**Reading text**
Content starts

Questions about importing multiple samples in fastq EMP PairedEnd format

Kiet_Ho · March 23, 2019, 7:47pm

Hi everyone,

I am an undergraduate student in computer science and recently I am working on a bioinformatics project: metagenomic analysis using qiime2. Our rRNA 16S sequencing data is publicly available at https://www.ebi.ac.uk/ena/data/view/PRJEB26635 (at Submitted files (FTP) column).

In short, our proposed workflow is as the following:
Import => Demux => dada2 (denoise and join pair) => Assign taxonomy => Phylogenetic tree => Analyse alpha and beta diversity (optional).

Unfortunately, since I lack of biology knowledge (I am computer science student), I have troubles choosing the right import settings for my files (i.e., are those files demultiplexed or multiplexed, should I use EMP, Casava or Fastq Manifest? Should I demux them after imported or not? etc.)

Content ends

**Action item**
In the forum post, which step comes right after Demux in the proposed workflow? Nothing in the material is needed here.

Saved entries
Content starts

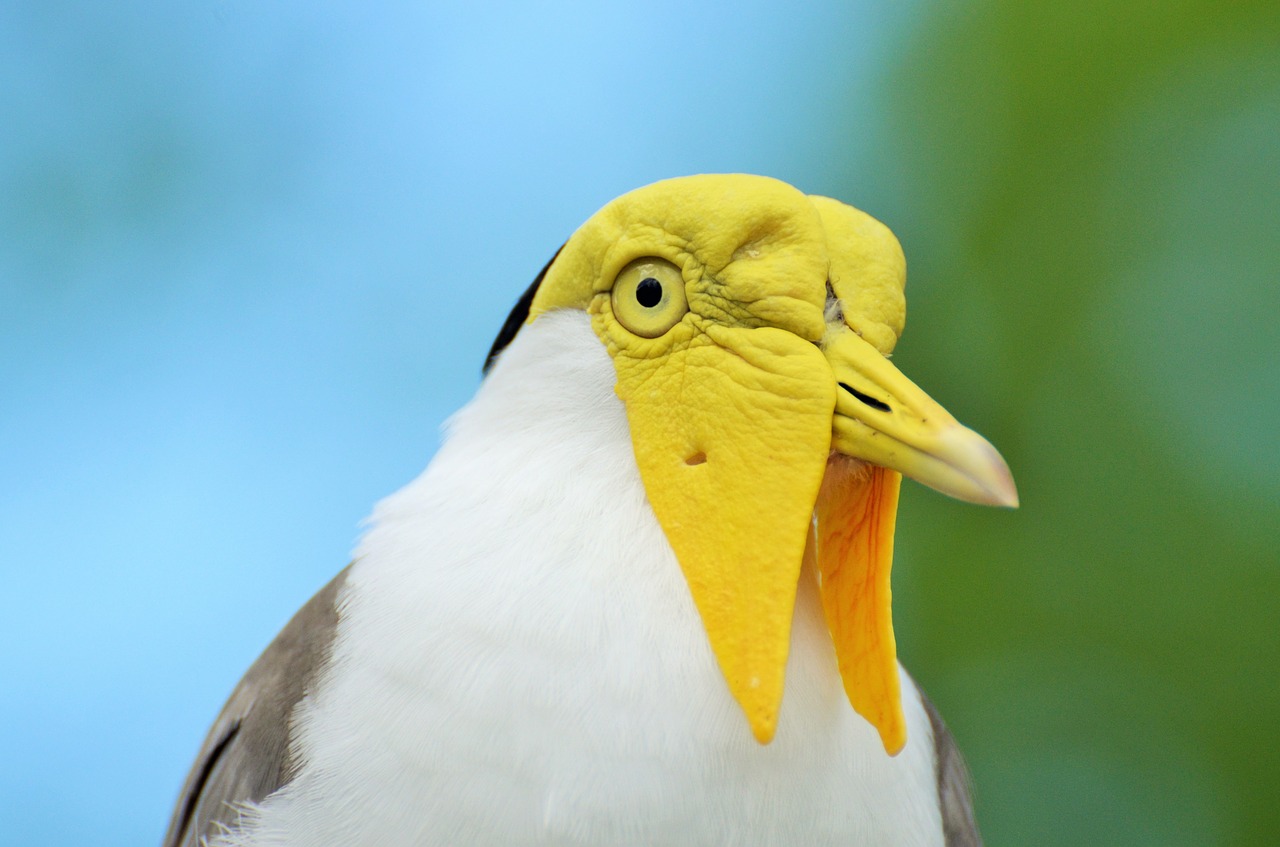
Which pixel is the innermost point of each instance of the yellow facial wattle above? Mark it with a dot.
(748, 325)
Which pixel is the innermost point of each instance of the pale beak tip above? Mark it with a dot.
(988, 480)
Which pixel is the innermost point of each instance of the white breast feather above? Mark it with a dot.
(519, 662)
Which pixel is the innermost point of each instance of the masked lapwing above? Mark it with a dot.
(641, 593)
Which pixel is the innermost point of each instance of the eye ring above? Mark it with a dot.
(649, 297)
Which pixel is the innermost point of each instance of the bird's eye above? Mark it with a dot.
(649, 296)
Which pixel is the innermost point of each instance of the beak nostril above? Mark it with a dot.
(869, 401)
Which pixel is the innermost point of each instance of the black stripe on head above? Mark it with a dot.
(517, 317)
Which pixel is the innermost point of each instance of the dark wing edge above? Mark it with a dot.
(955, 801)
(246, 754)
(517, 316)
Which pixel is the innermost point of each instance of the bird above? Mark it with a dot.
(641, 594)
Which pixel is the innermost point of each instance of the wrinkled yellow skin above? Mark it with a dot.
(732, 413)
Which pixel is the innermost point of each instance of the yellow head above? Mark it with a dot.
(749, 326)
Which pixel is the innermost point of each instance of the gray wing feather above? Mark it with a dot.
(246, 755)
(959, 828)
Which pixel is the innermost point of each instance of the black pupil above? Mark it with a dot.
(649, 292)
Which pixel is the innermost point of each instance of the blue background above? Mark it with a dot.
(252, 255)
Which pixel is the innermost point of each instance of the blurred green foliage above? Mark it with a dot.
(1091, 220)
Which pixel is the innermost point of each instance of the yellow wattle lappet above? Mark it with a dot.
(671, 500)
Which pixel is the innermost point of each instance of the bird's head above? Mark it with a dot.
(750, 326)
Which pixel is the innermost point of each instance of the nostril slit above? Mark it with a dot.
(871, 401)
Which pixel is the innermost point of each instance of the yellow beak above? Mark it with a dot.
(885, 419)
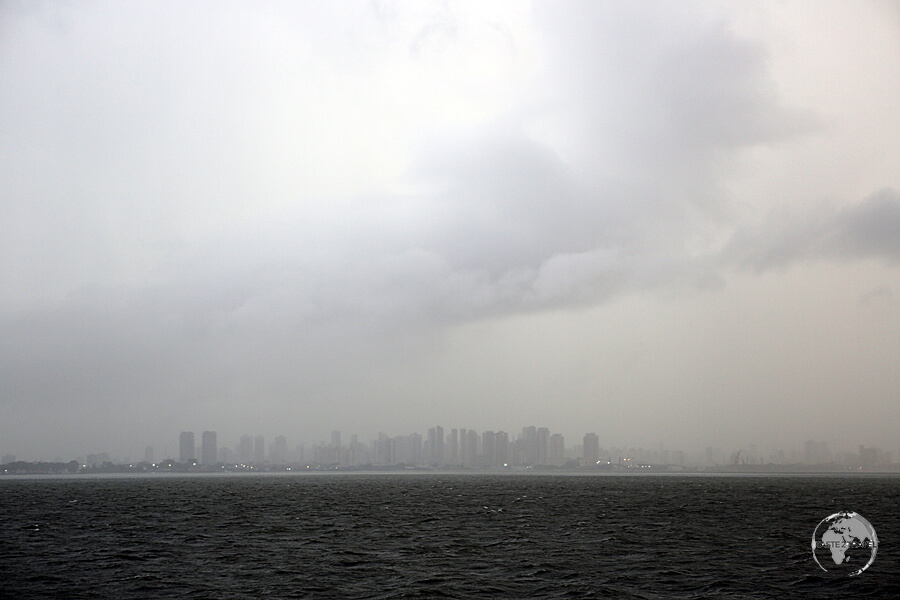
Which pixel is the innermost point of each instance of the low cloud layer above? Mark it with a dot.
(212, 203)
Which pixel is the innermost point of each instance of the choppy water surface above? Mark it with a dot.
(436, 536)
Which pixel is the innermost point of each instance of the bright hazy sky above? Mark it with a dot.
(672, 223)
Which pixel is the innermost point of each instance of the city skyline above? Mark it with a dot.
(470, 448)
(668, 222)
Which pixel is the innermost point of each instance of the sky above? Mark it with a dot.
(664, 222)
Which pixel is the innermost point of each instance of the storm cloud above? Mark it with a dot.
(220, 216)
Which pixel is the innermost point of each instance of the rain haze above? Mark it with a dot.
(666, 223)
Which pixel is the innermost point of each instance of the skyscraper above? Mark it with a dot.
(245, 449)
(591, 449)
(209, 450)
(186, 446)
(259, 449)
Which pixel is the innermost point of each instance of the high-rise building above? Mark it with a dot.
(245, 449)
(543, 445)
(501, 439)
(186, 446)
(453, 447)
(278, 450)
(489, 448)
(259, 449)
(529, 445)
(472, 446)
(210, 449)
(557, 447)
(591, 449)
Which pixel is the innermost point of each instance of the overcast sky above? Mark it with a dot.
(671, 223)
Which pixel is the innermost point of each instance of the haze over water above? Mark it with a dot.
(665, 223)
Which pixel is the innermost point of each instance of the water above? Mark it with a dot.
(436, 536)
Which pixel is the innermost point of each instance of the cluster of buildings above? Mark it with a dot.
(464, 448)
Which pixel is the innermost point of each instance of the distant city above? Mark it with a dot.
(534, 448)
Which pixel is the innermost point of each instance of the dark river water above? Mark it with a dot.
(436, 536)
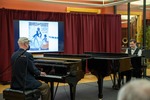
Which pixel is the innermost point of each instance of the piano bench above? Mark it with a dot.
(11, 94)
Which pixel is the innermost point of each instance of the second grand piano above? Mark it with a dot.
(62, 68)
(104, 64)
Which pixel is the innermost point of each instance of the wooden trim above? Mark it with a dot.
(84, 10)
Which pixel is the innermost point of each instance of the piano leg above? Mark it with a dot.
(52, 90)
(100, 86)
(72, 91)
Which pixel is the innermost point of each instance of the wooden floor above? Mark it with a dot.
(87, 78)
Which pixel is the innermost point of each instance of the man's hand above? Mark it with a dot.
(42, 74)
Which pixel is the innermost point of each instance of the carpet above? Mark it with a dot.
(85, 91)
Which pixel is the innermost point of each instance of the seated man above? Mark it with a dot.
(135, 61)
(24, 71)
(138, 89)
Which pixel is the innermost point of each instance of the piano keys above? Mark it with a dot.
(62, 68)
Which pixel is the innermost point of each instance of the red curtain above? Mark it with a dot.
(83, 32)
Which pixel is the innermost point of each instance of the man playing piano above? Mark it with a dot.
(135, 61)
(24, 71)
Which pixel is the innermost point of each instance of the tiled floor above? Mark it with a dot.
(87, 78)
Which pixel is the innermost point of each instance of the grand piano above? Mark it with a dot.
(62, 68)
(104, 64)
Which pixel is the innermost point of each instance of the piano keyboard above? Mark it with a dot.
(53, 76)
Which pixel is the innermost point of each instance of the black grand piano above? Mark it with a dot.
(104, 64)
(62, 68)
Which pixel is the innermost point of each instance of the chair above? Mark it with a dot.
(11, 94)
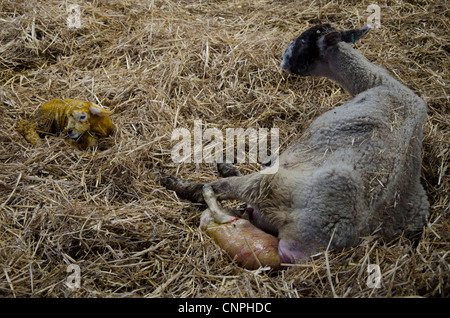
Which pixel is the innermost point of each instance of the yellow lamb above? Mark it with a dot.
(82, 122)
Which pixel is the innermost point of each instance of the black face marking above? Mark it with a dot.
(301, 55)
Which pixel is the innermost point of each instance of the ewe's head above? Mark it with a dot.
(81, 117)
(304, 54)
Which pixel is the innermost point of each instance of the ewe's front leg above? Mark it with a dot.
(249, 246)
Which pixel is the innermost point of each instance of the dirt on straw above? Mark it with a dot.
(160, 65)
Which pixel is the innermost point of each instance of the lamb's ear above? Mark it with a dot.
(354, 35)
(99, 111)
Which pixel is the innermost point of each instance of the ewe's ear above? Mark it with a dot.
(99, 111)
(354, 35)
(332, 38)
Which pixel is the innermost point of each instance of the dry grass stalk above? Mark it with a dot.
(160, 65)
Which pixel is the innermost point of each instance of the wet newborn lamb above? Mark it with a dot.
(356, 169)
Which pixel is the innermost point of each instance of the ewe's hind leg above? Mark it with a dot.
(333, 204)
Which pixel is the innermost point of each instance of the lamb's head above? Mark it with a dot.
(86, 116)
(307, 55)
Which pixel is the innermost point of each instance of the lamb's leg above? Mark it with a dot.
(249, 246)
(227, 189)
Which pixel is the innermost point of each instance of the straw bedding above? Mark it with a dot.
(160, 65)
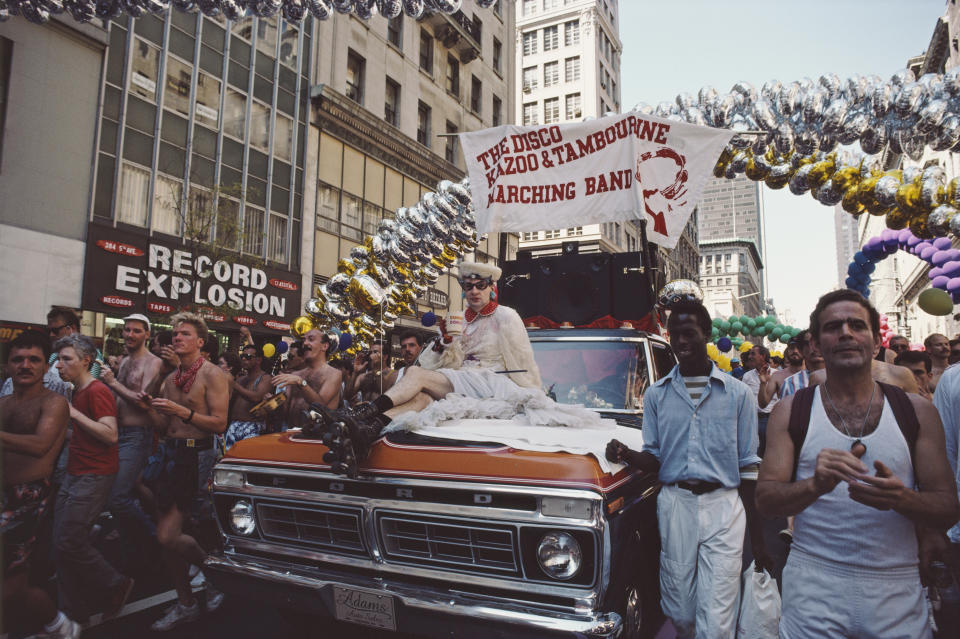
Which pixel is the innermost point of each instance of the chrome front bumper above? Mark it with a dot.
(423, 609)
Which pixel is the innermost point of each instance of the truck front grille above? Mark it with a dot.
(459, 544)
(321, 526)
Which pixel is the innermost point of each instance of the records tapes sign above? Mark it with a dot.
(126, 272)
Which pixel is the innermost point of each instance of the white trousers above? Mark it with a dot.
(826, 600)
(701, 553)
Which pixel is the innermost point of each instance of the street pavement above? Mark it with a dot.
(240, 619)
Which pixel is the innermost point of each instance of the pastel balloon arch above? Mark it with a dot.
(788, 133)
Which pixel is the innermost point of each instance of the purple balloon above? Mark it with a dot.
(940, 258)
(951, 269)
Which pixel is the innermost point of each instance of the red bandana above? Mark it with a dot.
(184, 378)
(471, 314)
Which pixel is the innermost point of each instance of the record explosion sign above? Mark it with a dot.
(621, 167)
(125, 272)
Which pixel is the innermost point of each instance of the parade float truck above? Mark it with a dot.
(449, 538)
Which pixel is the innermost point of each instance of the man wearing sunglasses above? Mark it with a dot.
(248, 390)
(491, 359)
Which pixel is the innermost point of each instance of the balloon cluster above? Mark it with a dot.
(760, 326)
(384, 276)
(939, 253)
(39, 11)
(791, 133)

Content ends

**Solution**
dada2 (denoise and join pair)